┌──

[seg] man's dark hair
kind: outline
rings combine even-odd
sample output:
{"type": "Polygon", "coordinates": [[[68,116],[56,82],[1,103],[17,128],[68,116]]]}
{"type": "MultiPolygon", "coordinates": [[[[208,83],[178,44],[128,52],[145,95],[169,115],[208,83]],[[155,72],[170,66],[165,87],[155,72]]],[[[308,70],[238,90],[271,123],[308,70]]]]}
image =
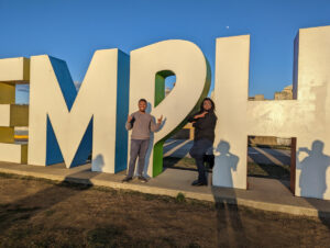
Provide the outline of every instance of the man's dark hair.
{"type": "Polygon", "coordinates": [[[215,102],[212,101],[212,99],[210,99],[210,98],[205,98],[204,100],[202,100],[202,102],[200,103],[200,113],[202,113],[204,112],[204,102],[205,101],[210,101],[211,102],[211,109],[210,109],[210,112],[215,112],[215,110],[216,110],[216,105],[215,105],[215,102]]]}
{"type": "Polygon", "coordinates": [[[139,100],[139,103],[140,103],[140,102],[144,102],[144,103],[146,104],[146,100],[145,100],[144,98],[140,99],[140,100],[139,100]]]}

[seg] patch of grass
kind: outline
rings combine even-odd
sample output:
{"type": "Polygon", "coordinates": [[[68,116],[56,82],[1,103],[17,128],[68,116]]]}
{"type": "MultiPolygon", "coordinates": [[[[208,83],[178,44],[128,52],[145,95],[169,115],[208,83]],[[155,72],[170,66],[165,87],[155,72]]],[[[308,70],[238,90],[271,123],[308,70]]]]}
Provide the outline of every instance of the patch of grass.
{"type": "Polygon", "coordinates": [[[123,232],[123,227],[105,226],[91,229],[87,234],[87,243],[89,247],[121,247],[122,240],[129,238],[123,232]]]}

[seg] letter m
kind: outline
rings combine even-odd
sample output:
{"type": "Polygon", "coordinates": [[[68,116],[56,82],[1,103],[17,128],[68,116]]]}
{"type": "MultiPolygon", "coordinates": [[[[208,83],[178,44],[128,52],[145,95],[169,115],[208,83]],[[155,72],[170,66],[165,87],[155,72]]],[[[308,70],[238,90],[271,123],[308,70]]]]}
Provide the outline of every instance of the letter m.
{"type": "Polygon", "coordinates": [[[129,63],[119,49],[97,50],[77,93],[65,61],[31,58],[30,165],[70,168],[91,154],[94,171],[127,168],[129,63]]]}

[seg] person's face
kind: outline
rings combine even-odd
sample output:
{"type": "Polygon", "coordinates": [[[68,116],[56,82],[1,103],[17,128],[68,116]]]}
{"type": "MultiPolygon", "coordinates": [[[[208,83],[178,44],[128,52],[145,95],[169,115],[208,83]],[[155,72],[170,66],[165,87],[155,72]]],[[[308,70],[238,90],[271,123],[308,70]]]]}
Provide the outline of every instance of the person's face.
{"type": "Polygon", "coordinates": [[[204,103],[202,103],[202,108],[204,108],[205,110],[210,110],[210,109],[212,109],[212,103],[211,103],[211,101],[210,101],[210,100],[205,100],[204,103]]]}
{"type": "Polygon", "coordinates": [[[146,103],[144,101],[140,101],[139,102],[139,110],[141,112],[145,112],[145,109],[146,109],[146,103]]]}

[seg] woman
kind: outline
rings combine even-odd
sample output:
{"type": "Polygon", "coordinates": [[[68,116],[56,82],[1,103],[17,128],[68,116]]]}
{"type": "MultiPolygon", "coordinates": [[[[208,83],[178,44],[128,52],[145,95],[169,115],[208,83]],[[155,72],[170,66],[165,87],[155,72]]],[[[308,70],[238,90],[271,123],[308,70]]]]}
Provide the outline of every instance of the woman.
{"type": "Polygon", "coordinates": [[[215,103],[210,98],[202,100],[200,111],[188,119],[195,127],[194,146],[189,154],[195,158],[198,169],[198,180],[191,185],[207,185],[207,177],[204,166],[204,156],[215,142],[215,128],[217,116],[215,114],[215,103]]]}

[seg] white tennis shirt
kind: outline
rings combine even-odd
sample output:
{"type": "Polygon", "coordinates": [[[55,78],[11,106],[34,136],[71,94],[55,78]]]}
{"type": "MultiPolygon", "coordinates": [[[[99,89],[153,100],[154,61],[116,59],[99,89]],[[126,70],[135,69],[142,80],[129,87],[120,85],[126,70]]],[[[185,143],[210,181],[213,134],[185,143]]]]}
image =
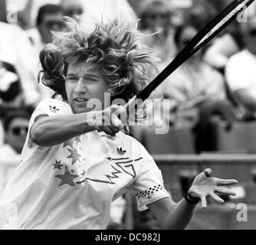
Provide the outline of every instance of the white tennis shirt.
{"type": "MultiPolygon", "coordinates": [[[[72,111],[64,102],[45,99],[29,129],[41,114],[72,111]]],[[[15,228],[106,229],[110,203],[126,191],[135,194],[140,210],[169,197],[153,158],[123,132],[113,138],[95,131],[53,147],[28,136],[21,158],[0,199],[2,224],[15,228]]]]}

└──

TO BE DONE - Write the lines above out again exactly, without any of their pictures.

FULL ANSWER -
[seg] man's dark hair
kind: outline
rings combine even-odd
sample output:
{"type": "Polygon", "coordinates": [[[68,116],[56,82],[1,103],[17,128],[68,116]]]}
{"type": "MultiPolygon", "coordinates": [[[[208,83],[178,44],[128,52],[145,95],[169,115],[208,83]],[[155,72],[170,66],[165,87],[155,72]]],[[[308,70],[238,90],[271,123],[308,70]]]]}
image =
Provide the outline of every instance of the man's dark hair.
{"type": "Polygon", "coordinates": [[[215,102],[212,101],[212,99],[210,99],[210,98],[205,98],[204,100],[202,100],[202,102],[200,103],[200,113],[202,113],[204,112],[204,102],[205,101],[210,101],[211,102],[211,109],[210,109],[210,112],[215,112],[215,110],[216,110],[216,105],[215,105],[215,102]]]}
{"type": "Polygon", "coordinates": [[[139,100],[139,103],[140,103],[140,102],[144,102],[144,103],[146,104],[146,100],[145,100],[144,98],[140,99],[140,100],[139,100]]]}

[seg] patch of grass
kind: outline
rings combine even-odd
sample output:
{"type": "Polygon", "coordinates": [[[68,116],[56,82],[1,103],[17,128],[68,116]]]}
{"type": "MultiPolygon", "coordinates": [[[[208,83],[178,44],[128,52],[145,95],[169,115],[208,83]],[[155,72],[170,66],[165,87],[155,72]]],[[[308,70],[238,90],[271,123],[308,70]]]]}
Provide the outline of every instance of the patch of grass.
{"type": "Polygon", "coordinates": [[[123,232],[123,227],[105,226],[91,229],[87,234],[87,243],[89,247],[121,247],[122,240],[129,238],[123,232]]]}

[seg] letter m
kind: outline
rings combine even-odd
sample output:
{"type": "Polygon", "coordinates": [[[68,116],[56,82],[1,103],[17,128],[68,116]]]}
{"type": "MultiPolygon", "coordinates": [[[[208,83],[178,44],[128,52],[145,95],[169,115],[208,83]],[[155,72],[170,66],[165,87],[155,72]]],[[[308,70],[238,90],[271,123],[308,70]]]]}
Provide the outline of every instance of the letter m.
{"type": "Polygon", "coordinates": [[[129,63],[119,49],[97,50],[77,93],[65,61],[31,58],[30,165],[70,168],[91,154],[94,171],[127,168],[129,63]]]}

[seg] person's face
kind: outline
rings combine even-odd
sample output:
{"type": "Polygon", "coordinates": [[[68,116],[56,82],[1,103],[17,128],[68,116]]]}
{"type": "MultiPolygon", "coordinates": [[[[208,83],[178,44],[128,52],[145,95],[169,115],[208,83]],[[155,72],[170,66],[165,87],[155,72]]],[[[308,70],[238,90],[271,123],[308,70]]]]}
Provide the outline of every instance of the person's face.
{"type": "Polygon", "coordinates": [[[204,103],[202,103],[202,108],[204,108],[205,110],[210,110],[210,109],[212,109],[212,103],[211,103],[211,101],[210,101],[210,100],[205,100],[204,103]]]}
{"type": "Polygon", "coordinates": [[[146,103],[144,101],[140,101],[139,102],[139,110],[141,112],[145,112],[145,109],[146,109],[146,103]]]}

[seg] woman
kind: outline
rings combine even-odd
sample output:
{"type": "Polygon", "coordinates": [[[68,116],[56,82],[1,103],[17,128],[68,116]]]}
{"type": "MultiPolygon", "coordinates": [[[[208,83],[178,44],[128,52],[145,95],[169,115],[208,83]],[[155,72],[170,66],[165,87],[155,72]]],[[[308,70],[238,90],[271,123],[308,70]]]]}
Provide the outline of every instance of the woman.
{"type": "Polygon", "coordinates": [[[215,103],[210,98],[202,100],[200,111],[188,119],[195,127],[194,146],[189,154],[195,158],[198,169],[198,180],[191,185],[207,185],[207,177],[204,166],[204,156],[215,142],[215,128],[217,116],[215,114],[215,103]]]}

[seg] white tennis shirt
kind: outline
rings combine even-odd
sample output:
{"type": "Polygon", "coordinates": [[[55,78],[11,106],[34,136],[71,94],[55,78]]]}
{"type": "MultiPolygon", "coordinates": [[[[99,89],[153,100],[154,61],[116,59],[99,89]],[[126,70],[135,69],[142,80],[129,87],[120,85],[126,70]]],[[[185,143],[210,181],[213,134],[185,143]]]]}
image =
Provide the outline of every instance of the white tennis shirt.
{"type": "MultiPolygon", "coordinates": [[[[72,111],[64,102],[45,99],[29,129],[41,114],[72,111]]],[[[15,228],[106,229],[110,203],[126,191],[135,194],[140,210],[169,197],[153,158],[123,132],[113,138],[95,131],[53,147],[28,136],[21,158],[0,199],[2,224],[15,228]]]]}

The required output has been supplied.